Exercises to complete:
(1) In the Pod Foods article, what kind of company did the co-founders start before Pod Foods?
(2) Collect every line of the records that contains the word "steering", matching case exactly.

When Pod Foods co-founders Larissa Russell and Fiona Lee started their pea flour cookie company, they assumed the toughest challenge would be developing the perfect recipe. Instead — and despite a vocal demand for their sweets from the local Bay Area community — they struggled to get their product onto retail shelves.
These frustrations prompted them to pivot from the world of cookie-making and start Pod Foods, a two-way, B2B software platform which aims to take the hurdles out of the wholesale-food distribution business.
Consumer trends show a growing demand for local food, but it’s difficult for local cottage food producers to get their goods into stores. Using distributors can be costly, and also requires makers to churn out tons of product, all of which must be shelf stable.
Meanwhile, selling directly to stores is also expensive and involves navigating the murky waters of marketing, pricing, and distribution with no assistance, an especially tricky task for those without business backgrounds or retail connections.
Based in San Francisco, Pod Foods aims to facilitate the wholesale process by connecting vendors wanting to carry local products with small cottage foods producers, helping both sides manage the ordering, fulfillment, and payment processes.
“Usually, small producers just have to keep their vendor relationships and commitments in their head, or else use a Google spreadsheet,” Russell told the Spoon. With a Pod Foods membership, both producers and vendors get access to a personalized analytics dashboard (accessed via Pod Foods’ website) both parties can use to manage things like ordering, delivery, and inventory.

Records provided:
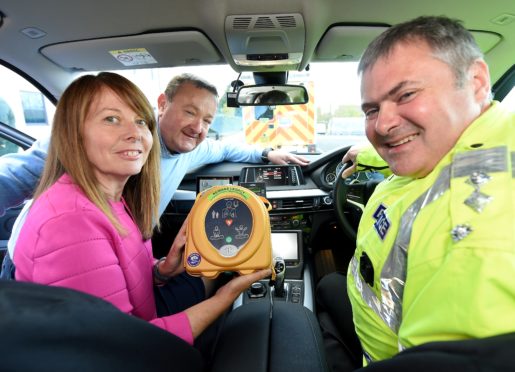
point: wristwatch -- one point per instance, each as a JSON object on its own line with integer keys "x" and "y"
{"x": 264, "y": 154}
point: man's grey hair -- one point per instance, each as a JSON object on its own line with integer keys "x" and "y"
{"x": 178, "y": 81}
{"x": 450, "y": 42}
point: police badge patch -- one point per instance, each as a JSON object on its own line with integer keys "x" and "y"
{"x": 382, "y": 224}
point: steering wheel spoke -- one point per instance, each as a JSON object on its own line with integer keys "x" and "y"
{"x": 350, "y": 197}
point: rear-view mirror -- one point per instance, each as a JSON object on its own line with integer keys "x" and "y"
{"x": 272, "y": 95}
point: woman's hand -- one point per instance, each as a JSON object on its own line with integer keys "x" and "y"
{"x": 173, "y": 265}
{"x": 206, "y": 312}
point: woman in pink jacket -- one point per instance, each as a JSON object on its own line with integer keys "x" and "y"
{"x": 94, "y": 210}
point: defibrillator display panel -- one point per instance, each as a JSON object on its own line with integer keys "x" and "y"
{"x": 228, "y": 225}
{"x": 228, "y": 230}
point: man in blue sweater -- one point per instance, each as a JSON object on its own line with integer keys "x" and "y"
{"x": 185, "y": 111}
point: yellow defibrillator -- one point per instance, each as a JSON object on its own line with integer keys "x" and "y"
{"x": 228, "y": 229}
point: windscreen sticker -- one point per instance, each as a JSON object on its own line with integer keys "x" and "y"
{"x": 133, "y": 57}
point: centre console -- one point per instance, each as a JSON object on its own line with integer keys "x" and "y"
{"x": 293, "y": 282}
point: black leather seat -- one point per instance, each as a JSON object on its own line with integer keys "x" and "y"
{"x": 47, "y": 328}
{"x": 259, "y": 338}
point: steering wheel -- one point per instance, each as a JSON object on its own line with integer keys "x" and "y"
{"x": 350, "y": 197}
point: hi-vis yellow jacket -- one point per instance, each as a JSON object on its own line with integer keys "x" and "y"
{"x": 435, "y": 257}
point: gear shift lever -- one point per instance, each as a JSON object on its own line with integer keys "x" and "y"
{"x": 279, "y": 268}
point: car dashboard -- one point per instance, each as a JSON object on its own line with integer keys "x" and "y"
{"x": 302, "y": 205}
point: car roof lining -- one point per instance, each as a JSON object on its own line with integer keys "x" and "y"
{"x": 156, "y": 49}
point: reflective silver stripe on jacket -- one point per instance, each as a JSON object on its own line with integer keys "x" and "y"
{"x": 393, "y": 275}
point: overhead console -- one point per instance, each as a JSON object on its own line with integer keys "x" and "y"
{"x": 273, "y": 175}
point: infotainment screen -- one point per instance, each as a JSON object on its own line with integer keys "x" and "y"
{"x": 273, "y": 175}
{"x": 285, "y": 244}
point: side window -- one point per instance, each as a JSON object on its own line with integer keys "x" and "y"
{"x": 24, "y": 107}
{"x": 510, "y": 99}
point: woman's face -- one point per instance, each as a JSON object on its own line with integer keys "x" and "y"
{"x": 117, "y": 141}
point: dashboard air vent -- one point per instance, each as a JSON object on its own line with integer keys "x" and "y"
{"x": 241, "y": 23}
{"x": 297, "y": 203}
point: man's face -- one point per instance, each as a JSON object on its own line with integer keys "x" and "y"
{"x": 414, "y": 110}
{"x": 184, "y": 122}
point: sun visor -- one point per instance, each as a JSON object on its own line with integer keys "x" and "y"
{"x": 486, "y": 40}
{"x": 164, "y": 49}
{"x": 346, "y": 42}
{"x": 266, "y": 42}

Solutions below:
(1) A pea flour cookie company.

(2)
point: steering wheel spoke -- one point per instance, each as a JSON object on its own line with integer keys "x" and "y"
point: steering wheel -- one point per instance, each as a JSON object on its own line with integer keys "x" and "y"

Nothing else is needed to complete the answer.